[List of tasks]
1. Reproduce the part of the ideal gas cycle problem between "The correct option" and "volume $v$ becomes $2v$.", inclusive.
2. In the ideal gas cycle problem, which state-to-state steps does the answer walk through, and what kind of process does it name for each one?

Question

The state of a mole of an ideal gas changed from state A($2p,v$) through four different processes and finally return to initial state A reversibly as shown below.

Calculate the total work done by the system and heat absorbed by the system in the cyclic process respectively.

• A. $-pv,pv$
• B. $-2pv,2pv$
• C. $pv,-pv$
• D. $2pv,-2pv$

Answer 1

The correct option is A $-pv,pv$

State A to State B (Isobaric expansion):
Pressure is held constant at $2p$ and the gas is heated until the volume $v$ becomes $2v$.
$\therefore w_1=-p\Delta V=-2p(2v-v)=-2pv(=areaABFE)$

State B to State C (Isochoric process):
Volume is held constant at $2v$ and the gas is cooled until the pressure $2p$ reaches $p$
$\therefore w_2=0since\Delta V=0$

State C to State D (Isobaric compression):
Pressure is held constant at $p$ and the gas is further cooled until the volume $2v$ becomes $v$
$\therefore w_3=-2p(v-2v)=pv(=areaCDEF)$

State D to State A (Isochoric process):
Volume is held constant at $v$ and the gas is heated until the pressure $p$ reaches $2p$
$\therefore w_4=0since\Delta V=0$
total work done by the gas $w=w_1+w_2+w_3+w_4$
$w=-2pv+0+pv+0$
$w=-pv(=areaABCD)$
as the process is cyclic $\Delta U=0$
$q=\Delta U-w$
$q=0-w$
$q=pv$
where q is heat absorbed in the cyclic process

[Excerpted records]
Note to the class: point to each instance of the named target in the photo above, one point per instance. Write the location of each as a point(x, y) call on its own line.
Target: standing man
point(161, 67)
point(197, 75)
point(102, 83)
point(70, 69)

[Replies]
1.
The correct option is A $-pv,pv$

State A to State B (Isobaric expansion):
Pressure is held constant at $2p$ and the gas is heated until the volume $v$ becomes $2v$.

2.
- State A to State B: isobaric expansion
- State B to State C: isochoric process
- State C to State D: isobaric compression
- State D to State A: isochoric process